# [About this task]
Write out all entries word for word.

# [Supplied data]
==*==
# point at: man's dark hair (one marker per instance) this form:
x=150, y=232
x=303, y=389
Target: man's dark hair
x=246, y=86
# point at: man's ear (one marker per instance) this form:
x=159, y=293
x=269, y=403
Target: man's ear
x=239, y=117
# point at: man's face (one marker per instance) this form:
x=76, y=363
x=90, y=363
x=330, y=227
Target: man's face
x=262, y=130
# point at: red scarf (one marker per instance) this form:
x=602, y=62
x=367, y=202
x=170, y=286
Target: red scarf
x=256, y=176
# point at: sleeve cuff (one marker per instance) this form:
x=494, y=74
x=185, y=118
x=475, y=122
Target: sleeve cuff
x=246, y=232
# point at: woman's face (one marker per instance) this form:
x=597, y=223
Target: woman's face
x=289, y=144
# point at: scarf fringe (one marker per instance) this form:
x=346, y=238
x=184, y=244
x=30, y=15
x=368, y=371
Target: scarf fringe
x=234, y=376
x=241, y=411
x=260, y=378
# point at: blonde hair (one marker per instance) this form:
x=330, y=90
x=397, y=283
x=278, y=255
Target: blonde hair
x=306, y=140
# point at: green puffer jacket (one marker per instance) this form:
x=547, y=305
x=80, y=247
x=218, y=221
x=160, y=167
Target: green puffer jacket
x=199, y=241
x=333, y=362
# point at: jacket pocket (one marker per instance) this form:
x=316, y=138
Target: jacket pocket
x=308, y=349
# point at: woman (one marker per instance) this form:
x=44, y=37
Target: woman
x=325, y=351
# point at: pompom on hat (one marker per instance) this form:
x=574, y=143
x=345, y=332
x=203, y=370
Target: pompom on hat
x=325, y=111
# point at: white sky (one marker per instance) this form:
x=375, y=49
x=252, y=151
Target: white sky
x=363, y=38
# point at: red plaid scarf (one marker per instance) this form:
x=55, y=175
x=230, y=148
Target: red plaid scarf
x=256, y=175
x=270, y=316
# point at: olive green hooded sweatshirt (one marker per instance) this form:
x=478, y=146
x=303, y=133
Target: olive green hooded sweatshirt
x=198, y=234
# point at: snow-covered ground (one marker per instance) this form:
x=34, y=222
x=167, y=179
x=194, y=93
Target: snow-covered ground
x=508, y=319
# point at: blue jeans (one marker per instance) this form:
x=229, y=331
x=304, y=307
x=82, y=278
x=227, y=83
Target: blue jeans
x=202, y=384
==*==
# [Response]
# point at: man's dark hair (one marker per instance) this form:
x=150, y=232
x=303, y=389
Target: man's dark hair
x=246, y=86
# point at: man's ear (one marker per instance) this form:
x=159, y=293
x=269, y=403
Target: man's ear
x=239, y=117
# point at: man's face (one marker per instance) this form:
x=76, y=363
x=90, y=363
x=330, y=227
Target: man's face
x=262, y=130
# point at: red scarf (one marker per instance) this form:
x=602, y=62
x=367, y=202
x=170, y=286
Target: red scarf
x=256, y=176
# point at: sleeve cuff (one marker per instance) this form:
x=494, y=74
x=185, y=118
x=475, y=122
Target: sleeve cuff
x=246, y=232
# point at: woman's face (one marker per instance) this form:
x=597, y=223
Target: woman's face
x=289, y=144
# point at: scarf fringe (one marker per instance) this form:
x=346, y=238
x=184, y=244
x=30, y=15
x=368, y=371
Target: scarf fringe
x=234, y=376
x=241, y=411
x=260, y=378
# point at: blonde hair (one marker per instance) this form:
x=330, y=90
x=397, y=283
x=278, y=255
Target: blonde hair
x=306, y=140
# point at: green puffer jacket (one marker per instance) this form:
x=547, y=305
x=80, y=247
x=218, y=221
x=160, y=167
Target: green puffer jacket
x=199, y=241
x=333, y=362
# point at: jacket pocket (one marker per instance) this form:
x=316, y=138
Target: jacket pocket
x=308, y=349
# point at: woman (one marker per instance) this form:
x=44, y=37
Target: woman
x=325, y=351
# point at: pompom on hat (one marker per instance) this form:
x=574, y=143
x=345, y=332
x=203, y=370
Target: pompom on hat
x=325, y=111
# point at: white sky (one marker per instance) this form:
x=375, y=49
x=252, y=151
Target: white sky
x=363, y=38
# point at: red plaid scarf (one marker per instance) this form:
x=55, y=175
x=230, y=148
Target: red plaid scarf
x=256, y=175
x=270, y=316
# point at: olive green hooded sweatshirt (one marker per instance) this form:
x=478, y=146
x=303, y=133
Target: olive green hooded sweatshirt
x=198, y=234
# point at: snow-covered ground (one marker per instance) this form:
x=34, y=222
x=167, y=179
x=194, y=93
Target: snow-covered ground
x=508, y=319
# point at: blue jeans (one marker per instance) this form:
x=229, y=331
x=304, y=307
x=82, y=278
x=227, y=83
Target: blue jeans
x=202, y=384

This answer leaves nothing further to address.